Begin DOCUMENT EXTRACT

Film: Cowboy values: the genre that won't die
Published 03/01/2016 | 02:30
Lovers of westerns should enter this new year in high spirits, because two high quality examples of the genre are on the way. Next Friday, Quentin Tarantino's Hateful Eight will hit our screens having earned rave reviews in America. Then, a week later, comes Alejandro Gonzalez Inarritu's The Revenant, which stars Leonardo DiCaprio and is an awards contender.
Tarantino made his first foray into the genre three years ago, with Django Unchained (2012), but you could argue that he's been making westerns from the very start. If you'd replaced the sharp suits and thin ties of the hoodlums in Reservoir Dogs with chaps and Stetsons, it wouldn't have made too much difference.

End DOCUMENT EXTRACT

● **WORK TO BE COMPLETED**
Transcribe the passage of the article on westerns starting with "Tarantino made his" and going on through "too much difference.". The data that follow have no connection to the article on westerns.

Begin SUPPLIED RECORDS

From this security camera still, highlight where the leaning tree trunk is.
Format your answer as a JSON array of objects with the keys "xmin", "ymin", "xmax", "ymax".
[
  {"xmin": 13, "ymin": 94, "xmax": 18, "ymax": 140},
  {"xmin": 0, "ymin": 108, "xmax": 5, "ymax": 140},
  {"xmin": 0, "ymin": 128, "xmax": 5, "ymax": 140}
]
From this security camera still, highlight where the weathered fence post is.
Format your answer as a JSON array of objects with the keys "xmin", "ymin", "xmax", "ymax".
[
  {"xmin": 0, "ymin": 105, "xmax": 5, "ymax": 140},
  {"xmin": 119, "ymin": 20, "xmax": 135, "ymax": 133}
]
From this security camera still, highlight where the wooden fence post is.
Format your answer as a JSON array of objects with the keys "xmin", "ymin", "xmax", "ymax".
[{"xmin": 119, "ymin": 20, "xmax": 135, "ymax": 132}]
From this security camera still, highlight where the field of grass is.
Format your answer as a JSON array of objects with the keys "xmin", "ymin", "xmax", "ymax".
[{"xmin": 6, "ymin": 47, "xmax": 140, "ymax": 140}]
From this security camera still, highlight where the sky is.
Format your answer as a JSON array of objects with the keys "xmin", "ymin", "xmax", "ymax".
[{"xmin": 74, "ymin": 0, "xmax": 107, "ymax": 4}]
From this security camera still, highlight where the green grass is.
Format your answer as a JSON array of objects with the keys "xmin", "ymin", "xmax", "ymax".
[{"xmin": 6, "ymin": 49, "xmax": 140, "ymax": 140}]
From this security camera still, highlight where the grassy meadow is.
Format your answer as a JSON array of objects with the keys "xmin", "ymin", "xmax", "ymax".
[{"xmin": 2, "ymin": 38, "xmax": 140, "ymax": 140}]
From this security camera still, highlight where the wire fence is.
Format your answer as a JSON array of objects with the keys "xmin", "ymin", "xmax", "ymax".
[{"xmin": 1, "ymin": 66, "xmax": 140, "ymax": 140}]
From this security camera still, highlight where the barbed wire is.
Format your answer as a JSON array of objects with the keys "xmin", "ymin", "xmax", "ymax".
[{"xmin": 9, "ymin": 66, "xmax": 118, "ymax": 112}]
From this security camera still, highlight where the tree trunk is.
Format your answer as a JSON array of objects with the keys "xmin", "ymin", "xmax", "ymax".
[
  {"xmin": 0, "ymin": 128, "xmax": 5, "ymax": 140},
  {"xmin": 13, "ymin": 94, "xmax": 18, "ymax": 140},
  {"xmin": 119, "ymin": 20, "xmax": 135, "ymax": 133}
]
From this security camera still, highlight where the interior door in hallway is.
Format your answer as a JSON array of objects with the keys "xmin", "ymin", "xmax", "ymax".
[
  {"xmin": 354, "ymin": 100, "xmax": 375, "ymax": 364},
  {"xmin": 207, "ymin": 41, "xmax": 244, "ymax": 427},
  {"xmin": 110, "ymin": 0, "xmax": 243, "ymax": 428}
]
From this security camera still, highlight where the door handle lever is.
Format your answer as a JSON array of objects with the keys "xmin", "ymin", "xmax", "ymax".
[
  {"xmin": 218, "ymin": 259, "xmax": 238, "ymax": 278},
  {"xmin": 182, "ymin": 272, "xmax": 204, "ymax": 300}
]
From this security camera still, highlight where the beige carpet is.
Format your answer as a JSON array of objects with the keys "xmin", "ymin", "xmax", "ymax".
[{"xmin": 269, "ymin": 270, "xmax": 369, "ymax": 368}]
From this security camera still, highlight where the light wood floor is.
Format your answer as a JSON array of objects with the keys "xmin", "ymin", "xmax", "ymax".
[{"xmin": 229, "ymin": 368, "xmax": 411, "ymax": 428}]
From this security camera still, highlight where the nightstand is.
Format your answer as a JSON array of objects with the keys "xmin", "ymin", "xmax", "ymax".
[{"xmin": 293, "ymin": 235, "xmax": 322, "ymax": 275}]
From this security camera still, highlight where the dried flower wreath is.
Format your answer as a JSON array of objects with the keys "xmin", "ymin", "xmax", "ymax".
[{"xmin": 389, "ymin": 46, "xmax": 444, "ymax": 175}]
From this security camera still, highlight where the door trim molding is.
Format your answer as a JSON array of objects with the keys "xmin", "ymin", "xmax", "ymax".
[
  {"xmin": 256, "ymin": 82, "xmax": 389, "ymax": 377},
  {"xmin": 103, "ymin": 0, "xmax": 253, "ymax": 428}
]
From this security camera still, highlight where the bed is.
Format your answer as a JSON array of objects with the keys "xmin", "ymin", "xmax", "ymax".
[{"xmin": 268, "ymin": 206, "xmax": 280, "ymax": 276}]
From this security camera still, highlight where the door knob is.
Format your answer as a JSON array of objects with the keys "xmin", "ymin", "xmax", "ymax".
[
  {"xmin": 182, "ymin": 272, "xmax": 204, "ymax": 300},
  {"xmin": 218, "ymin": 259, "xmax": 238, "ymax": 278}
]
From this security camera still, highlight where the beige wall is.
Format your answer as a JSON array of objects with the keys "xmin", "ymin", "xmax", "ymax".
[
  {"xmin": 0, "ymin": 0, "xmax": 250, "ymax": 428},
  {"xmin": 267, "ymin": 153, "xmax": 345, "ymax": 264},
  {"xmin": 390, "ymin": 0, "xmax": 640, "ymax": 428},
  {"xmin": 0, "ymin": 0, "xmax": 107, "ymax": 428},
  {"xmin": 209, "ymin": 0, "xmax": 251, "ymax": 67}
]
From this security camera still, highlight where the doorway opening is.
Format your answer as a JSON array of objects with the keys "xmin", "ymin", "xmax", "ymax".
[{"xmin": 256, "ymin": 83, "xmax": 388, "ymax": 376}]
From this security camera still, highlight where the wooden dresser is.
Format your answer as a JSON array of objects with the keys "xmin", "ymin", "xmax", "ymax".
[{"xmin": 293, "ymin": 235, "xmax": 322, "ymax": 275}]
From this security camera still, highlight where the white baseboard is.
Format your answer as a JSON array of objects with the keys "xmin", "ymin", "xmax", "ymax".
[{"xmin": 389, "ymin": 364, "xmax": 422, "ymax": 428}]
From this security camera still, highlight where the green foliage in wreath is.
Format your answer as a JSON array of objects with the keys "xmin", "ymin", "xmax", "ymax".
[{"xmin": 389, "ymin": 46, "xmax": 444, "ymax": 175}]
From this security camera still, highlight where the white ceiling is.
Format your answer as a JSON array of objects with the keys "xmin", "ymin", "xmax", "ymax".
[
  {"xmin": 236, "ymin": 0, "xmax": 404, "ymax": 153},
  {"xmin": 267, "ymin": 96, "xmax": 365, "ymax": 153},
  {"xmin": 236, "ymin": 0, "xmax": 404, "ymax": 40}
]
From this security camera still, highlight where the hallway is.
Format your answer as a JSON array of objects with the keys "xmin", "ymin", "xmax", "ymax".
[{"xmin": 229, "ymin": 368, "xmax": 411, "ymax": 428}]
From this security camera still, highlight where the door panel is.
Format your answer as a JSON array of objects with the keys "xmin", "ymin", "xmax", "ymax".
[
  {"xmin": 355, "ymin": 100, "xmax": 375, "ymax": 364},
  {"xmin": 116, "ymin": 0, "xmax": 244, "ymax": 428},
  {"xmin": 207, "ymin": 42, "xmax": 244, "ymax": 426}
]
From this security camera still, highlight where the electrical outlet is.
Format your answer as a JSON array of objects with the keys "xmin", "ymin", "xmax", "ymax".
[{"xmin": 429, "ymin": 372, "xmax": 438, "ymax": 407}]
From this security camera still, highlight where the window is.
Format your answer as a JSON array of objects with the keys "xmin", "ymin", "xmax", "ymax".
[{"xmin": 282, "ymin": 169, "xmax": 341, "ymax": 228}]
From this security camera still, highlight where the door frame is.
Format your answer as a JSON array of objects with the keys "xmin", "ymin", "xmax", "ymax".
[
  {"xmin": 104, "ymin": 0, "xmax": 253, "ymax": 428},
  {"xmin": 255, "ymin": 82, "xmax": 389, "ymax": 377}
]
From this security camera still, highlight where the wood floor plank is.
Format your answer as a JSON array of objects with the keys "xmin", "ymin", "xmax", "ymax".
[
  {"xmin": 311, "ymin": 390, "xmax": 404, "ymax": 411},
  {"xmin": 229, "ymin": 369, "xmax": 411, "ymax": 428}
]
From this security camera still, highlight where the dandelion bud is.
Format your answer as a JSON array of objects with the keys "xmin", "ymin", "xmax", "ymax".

End SUPPLIED RECORDS

● **EXPECTED ANSWER**
Tarantino made his first foray into the genre three years ago, with Django Unchained (2012), but you could argue that he's been making westerns from the very start. If you'd replaced the sharp suits and thin ties of the hoodlums in Reservoir Dogs with chaps and Stetsons, it wouldn't have made too much difference.